How to complete this task: In the copy you make, keep each entry exactly as it is and leave out all images.

Natural-language object grounding data:
☆ ☆ ☆ ☆

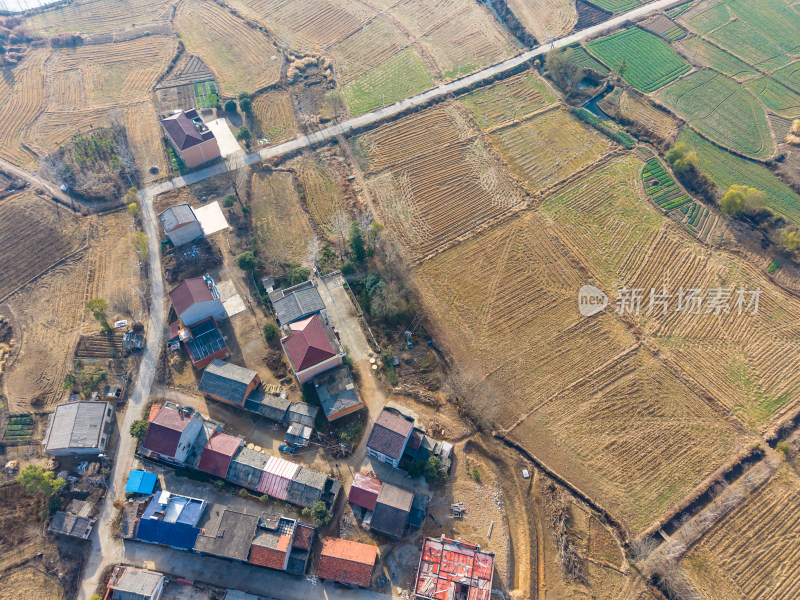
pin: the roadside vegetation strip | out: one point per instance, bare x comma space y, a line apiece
509, 99
727, 169
615, 5
402, 75
710, 56
749, 45
723, 110
644, 60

☆ ☆ ☆ ☆

Exercise output:
pin: the roadside vegetation strip | out: one point per instance, bare x comma space y, a line apiece
509, 99
727, 169
615, 5
402, 75
710, 56
749, 45
723, 110
644, 60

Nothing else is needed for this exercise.